To be done » Take the material and output all of it exactly.

Record set »
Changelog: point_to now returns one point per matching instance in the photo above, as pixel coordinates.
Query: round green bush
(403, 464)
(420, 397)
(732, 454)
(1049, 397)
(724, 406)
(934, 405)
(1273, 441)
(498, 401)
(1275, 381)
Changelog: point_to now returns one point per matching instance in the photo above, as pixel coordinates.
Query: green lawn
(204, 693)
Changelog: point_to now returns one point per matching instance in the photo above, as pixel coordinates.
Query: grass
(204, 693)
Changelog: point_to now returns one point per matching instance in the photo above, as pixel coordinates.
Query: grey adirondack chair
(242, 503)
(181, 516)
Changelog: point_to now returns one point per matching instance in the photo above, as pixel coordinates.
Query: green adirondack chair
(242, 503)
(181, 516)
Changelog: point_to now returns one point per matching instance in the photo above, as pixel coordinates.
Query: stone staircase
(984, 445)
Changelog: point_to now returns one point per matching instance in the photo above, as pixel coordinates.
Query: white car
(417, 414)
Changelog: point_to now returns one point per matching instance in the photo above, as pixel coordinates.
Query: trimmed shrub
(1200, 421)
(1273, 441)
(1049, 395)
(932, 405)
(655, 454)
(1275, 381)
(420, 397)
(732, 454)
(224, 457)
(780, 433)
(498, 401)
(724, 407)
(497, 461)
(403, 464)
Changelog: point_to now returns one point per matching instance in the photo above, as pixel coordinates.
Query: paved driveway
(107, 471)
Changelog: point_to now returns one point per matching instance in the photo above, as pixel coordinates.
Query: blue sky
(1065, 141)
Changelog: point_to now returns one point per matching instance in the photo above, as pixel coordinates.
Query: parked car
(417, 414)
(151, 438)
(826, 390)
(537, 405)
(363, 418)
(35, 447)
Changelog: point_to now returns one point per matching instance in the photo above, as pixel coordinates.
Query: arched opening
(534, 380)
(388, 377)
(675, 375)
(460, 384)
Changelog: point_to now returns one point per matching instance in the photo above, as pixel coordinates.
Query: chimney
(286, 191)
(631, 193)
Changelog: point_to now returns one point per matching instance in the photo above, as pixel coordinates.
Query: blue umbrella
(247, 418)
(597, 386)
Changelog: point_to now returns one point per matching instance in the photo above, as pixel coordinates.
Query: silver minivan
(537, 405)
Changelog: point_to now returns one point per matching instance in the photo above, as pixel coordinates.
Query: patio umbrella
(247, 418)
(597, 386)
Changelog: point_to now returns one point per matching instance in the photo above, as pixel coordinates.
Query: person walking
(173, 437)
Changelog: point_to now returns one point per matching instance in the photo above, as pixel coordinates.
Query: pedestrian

Solution for this task »
Changelog: point_to now returns one point per matching instance in the photo above, as pixel coordinates.
Query: round green bush
(403, 464)
(420, 397)
(732, 454)
(1049, 397)
(724, 406)
(934, 405)
(1273, 441)
(498, 401)
(1275, 381)
Changelog: point_to now returns one point per matching instance in the photo above, as pixel coordinates.
Query: green lawn
(204, 693)
Changelog: point_to now returns one point per matching instance in the photo above, as pixel coordinates.
Query: grass
(204, 693)
Changelog: point_to now returns one point per matching instance in the photo above, as pixel coordinates.
Query: grey adirondack chair
(242, 503)
(181, 516)
Changelog: point_to now returns one point per matching instance in the photo above, as pixel coordinates.
Query: green adirondack chair
(242, 503)
(181, 516)
Changelog: point_to now returns one point per matching instance in the photo above, as pixel coordinates.
Query: stone staircase
(984, 445)
Changelog: point_to now returns one point per matching instance in the photo above, as pixel coordinates.
Query: white car
(417, 414)
Changelog: point_to now returns one point per matching instance in the photo above, as pixel coordinates.
Query: trimmed shrub
(1200, 421)
(1273, 441)
(1049, 395)
(932, 405)
(655, 454)
(1275, 381)
(420, 397)
(732, 454)
(224, 457)
(780, 433)
(498, 401)
(724, 407)
(497, 461)
(403, 464)
Changelog: point_to now returns one point per matching instance in the photo above, as pixel coordinates.
Query: paved driveway
(107, 471)
Changelog: point_to now returns one point per matching instance in the photo above, as pixel coordinates.
Query: blue sky
(1065, 141)
Changelog: point_to now returns one point per matching instance in the photo above, as pixel coordinates.
Query: parked car
(417, 414)
(151, 438)
(826, 390)
(537, 405)
(363, 418)
(35, 447)
Changelog: point_to now returns one point per matching instance in the photo above, as pixel coordinates.
Query: arched opening
(534, 380)
(388, 377)
(675, 375)
(460, 384)
Changelog: point_to now returns one point per matching instance in the photo above, as pixel coordinates.
Query: chimney
(286, 191)
(631, 193)
Changelog: point_to now returns one point per matching instance in the photo above, as pixel coordinates.
Query: blue umbrella
(247, 418)
(597, 386)
Changelog: point_to now returns one point per matching instance in the photo above, as pixel coordinates.
Query: silver minivan
(537, 405)
Changelog: point_to now returns one point per matching instance in the photo above, as pixel coordinates.
Query: patio umbrella
(247, 418)
(597, 386)
Changelog: point_to now returns one point per matching instance in the photo above, as pixel coordinates.
Query: person walking
(173, 437)
Changelog: point_to now returns one point per matching instance in the photo above, as pixel coordinates.
Query: pedestrian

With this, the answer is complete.